[Excerpted passage]
○ ○ ○ ○

Mobutu ruled the Congo as a dictator from 1965 until 1998. However, his eccentricities eventually caused him to fall out of favor with the Clinton regime. The west viewed Paul Kagame, the incoming president of Rwanda, as a more stable and desirable comprador. When the Rwandan crisis spilled over into the Congo Basin, Mobutu was finally deposed by the nationalist revolutionary forces of Laurent-Désiré Kabila. Although Kabila was an authentic revolutionary, he was overly dependent on support from Rwanda and Uganda, who wanted to use him to fulfill their own interests. After becoming president of the Democratic Republic of the Congo and realigning the country with principles of redistribution, his former backers in Rwanda and Uganda turned on him and began sponsoring new rebel movements in the eastern regions of the Congo.

In 2001, Kabila himself was shot and killed by agents of the Rwandan government, with the approval of, you guessed it, good old Uncle Sam.

Since that date, the DRC has been embroiled in regional conflict with Rwanda and Uganda. Mineral wealth in the country’s east has been stolen by the post-genocide Rwanda government. Although the West sanctimoniously declared the end of the genocide, millions of people have perished in the subsequent regional wars, revenge killings and ethnic cleansing. Violence has wracked this region not despite it being one of the richest areas in raw material, but precisely because of it. The rapacious world-capitalists of the West set the stage, then backed away and raised their hands. “If they want to kill each other over the proceeds,” they slyly say, “that’s on them. Nothing we can do about it.” At the same time, enormous sums of money are turned over to those warlords who can command these minerals for sale on the international market.

Not much has changed since the Belgians accepted disembodied hands instead of rubber to match their quotas.

○ ○ ○ ○

[Information given]
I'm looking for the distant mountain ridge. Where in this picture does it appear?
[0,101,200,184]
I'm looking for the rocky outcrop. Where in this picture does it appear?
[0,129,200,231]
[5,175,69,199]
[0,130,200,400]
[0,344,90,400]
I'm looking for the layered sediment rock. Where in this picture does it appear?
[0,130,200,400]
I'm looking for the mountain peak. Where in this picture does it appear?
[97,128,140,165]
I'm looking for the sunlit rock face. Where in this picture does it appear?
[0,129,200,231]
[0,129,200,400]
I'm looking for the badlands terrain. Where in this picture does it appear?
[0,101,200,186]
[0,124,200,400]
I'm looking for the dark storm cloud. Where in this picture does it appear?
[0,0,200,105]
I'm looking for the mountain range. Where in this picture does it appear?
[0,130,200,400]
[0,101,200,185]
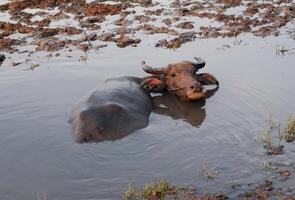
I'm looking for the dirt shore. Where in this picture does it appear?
[0,0,295,53]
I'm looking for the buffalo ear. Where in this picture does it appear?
[140,77,167,92]
[197,73,219,85]
[193,57,206,71]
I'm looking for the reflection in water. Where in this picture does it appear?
[153,87,219,127]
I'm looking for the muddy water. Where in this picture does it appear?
[0,32,295,200]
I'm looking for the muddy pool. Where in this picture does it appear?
[0,25,295,200]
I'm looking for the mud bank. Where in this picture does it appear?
[0,0,295,53]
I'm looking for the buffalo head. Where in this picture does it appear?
[142,58,218,101]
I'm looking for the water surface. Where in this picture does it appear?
[0,30,295,200]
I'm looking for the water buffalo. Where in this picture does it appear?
[152,87,218,127]
[142,58,219,101]
[70,77,152,143]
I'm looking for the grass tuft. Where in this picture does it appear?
[284,117,295,142]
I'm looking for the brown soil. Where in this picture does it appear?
[83,3,121,16]
[0,38,22,52]
[115,36,141,48]
[0,0,295,56]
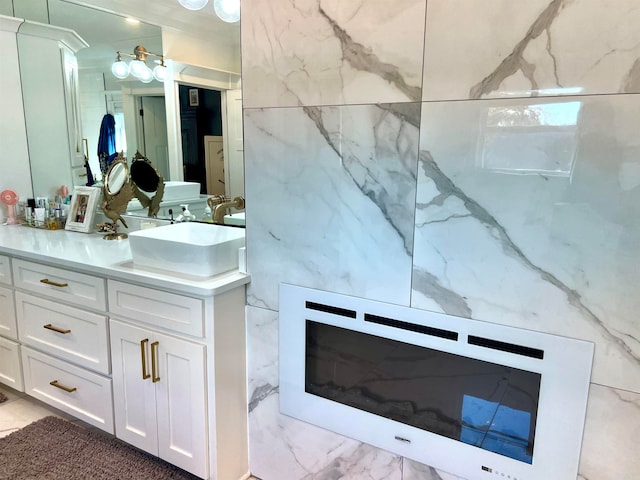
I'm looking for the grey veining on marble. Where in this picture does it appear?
[578,384,640,480]
[402,458,465,480]
[246,306,278,414]
[244,104,420,310]
[241,0,426,108]
[412,96,640,391]
[423,0,640,100]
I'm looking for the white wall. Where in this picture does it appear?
[0,17,33,219]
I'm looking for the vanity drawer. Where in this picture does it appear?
[22,346,113,434]
[0,337,24,392]
[16,292,110,374]
[0,255,11,285]
[13,259,107,311]
[108,280,205,337]
[0,287,18,340]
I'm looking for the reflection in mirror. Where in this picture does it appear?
[17,0,244,225]
[104,158,128,195]
[100,153,133,240]
[130,152,164,217]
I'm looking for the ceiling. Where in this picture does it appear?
[48,0,240,79]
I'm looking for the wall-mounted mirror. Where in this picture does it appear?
[8,0,244,225]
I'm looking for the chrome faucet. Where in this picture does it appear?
[211,197,244,223]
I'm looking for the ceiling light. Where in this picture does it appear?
[178,0,209,10]
[111,52,129,79]
[213,0,240,23]
[111,45,167,83]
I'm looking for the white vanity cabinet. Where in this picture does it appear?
[110,319,208,478]
[0,255,24,392]
[107,280,247,480]
[0,227,249,480]
[11,258,114,433]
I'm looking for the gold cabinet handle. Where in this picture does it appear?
[40,278,69,288]
[140,338,151,380]
[42,323,71,335]
[151,342,160,383]
[49,380,77,393]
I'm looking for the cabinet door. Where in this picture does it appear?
[110,319,158,455]
[152,334,208,478]
[0,287,18,340]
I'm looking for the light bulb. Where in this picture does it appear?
[111,60,129,79]
[153,65,167,82]
[178,0,209,10]
[138,65,153,83]
[129,60,148,78]
[213,0,240,23]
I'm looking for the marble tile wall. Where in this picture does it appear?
[242,0,640,480]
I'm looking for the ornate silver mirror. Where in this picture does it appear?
[100,153,133,240]
[131,152,164,217]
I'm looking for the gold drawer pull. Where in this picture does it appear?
[49,380,77,393]
[42,323,71,335]
[140,338,151,380]
[40,278,69,288]
[151,342,160,383]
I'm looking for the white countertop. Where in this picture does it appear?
[0,225,251,296]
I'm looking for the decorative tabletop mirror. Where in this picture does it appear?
[100,152,133,240]
[131,152,164,217]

○ ○ ○ ○

Using the passage on the Congo, explain in one to three sentences why violence has wracked the country's eastern region. The items above are separate from the passage on the Congo.

[Exercise result] Violence has wracked the region precisely because it is one of the richest areas in raw material, not in spite of that wealth. Its minerals have been stolen, and enormous sums go to warlords who can command them for sale on the international market.